* _WHAT NEEDS TO BE DONE_: Write out the listing exactly as it is given.

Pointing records

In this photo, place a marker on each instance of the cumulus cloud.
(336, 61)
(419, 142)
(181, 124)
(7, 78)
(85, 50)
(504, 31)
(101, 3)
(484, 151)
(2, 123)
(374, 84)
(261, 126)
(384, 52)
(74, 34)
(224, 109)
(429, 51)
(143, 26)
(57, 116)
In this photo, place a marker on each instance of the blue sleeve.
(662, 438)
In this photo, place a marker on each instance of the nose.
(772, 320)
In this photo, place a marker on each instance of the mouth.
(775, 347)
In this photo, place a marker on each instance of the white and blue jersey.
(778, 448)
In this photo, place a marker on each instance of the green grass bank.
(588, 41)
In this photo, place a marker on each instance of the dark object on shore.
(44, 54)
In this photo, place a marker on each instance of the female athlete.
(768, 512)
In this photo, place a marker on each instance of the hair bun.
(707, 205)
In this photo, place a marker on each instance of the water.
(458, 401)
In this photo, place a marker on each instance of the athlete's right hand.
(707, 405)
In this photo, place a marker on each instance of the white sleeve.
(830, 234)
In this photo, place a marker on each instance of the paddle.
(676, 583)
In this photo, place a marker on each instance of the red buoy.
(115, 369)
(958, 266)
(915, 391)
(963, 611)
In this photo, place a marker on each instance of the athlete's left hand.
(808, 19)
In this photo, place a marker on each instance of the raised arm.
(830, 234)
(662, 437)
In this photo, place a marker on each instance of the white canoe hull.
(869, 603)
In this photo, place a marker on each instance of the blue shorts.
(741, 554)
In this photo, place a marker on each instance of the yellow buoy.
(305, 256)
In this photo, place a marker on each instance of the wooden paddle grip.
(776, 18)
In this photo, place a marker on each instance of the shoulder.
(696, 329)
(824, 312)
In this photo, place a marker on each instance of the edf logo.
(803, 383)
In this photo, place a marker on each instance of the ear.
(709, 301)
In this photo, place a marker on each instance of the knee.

* _EXERCISE OUTPUT_:
In this photo, place a marker on each instance of the cumulus cloud.
(336, 61)
(419, 142)
(181, 124)
(7, 78)
(85, 50)
(504, 31)
(101, 3)
(484, 151)
(2, 123)
(374, 84)
(261, 126)
(384, 52)
(74, 34)
(224, 109)
(429, 51)
(143, 26)
(57, 116)
In this photo, place a marker on each instance of the blue sleeve.
(662, 438)
In this photo, place a marker on each instance of the nose.
(772, 320)
In this photo, place a marker on each instance of the mouth.
(775, 347)
In this photo, place a marker on each instance of the white and blue jersey.
(778, 448)
In this photo, place a marker on each instance of the green grass bank.
(588, 41)
In this photo, place a marker on each instance of the dark object on shore.
(44, 54)
In this photo, place a marker on each instance of the female athlete.
(768, 512)
In this photo, place a marker on each instance of the hair bun.
(707, 205)
In this photo, place a marker on each instance of the water.
(458, 401)
In this photo, place a marker on each instance of the athlete's right hand.
(707, 405)
In this photo, place a marker on each instance of the white sleeve.
(830, 234)
In this photo, place a marker on each instance of the paddle.
(676, 583)
In this photo, place a marker on each instance of the red buoy.
(115, 369)
(958, 266)
(915, 391)
(963, 611)
In this photo, place a marker on each instance of the athlete's left hand.
(808, 19)
In this photo, place a marker on each instance of the raised arm.
(830, 234)
(662, 437)
In this photo, place a marker on each instance of the white canoe hull.
(869, 603)
In this photo, place a marker on each instance of the blue shorts.
(741, 554)
In this photo, place a marker on each instance of the yellow buoy.
(305, 256)
In this photo, place a marker on each instance of the wooden paddle grip.
(776, 18)
In this photo, place a marker on each instance of the shoulder.
(696, 329)
(824, 312)
In this photo, place a marker on each instance of the edf logo.
(803, 383)
In this photo, place a marker on each instance of the ear.
(709, 301)
In this photo, place a marker on each instance of the knee.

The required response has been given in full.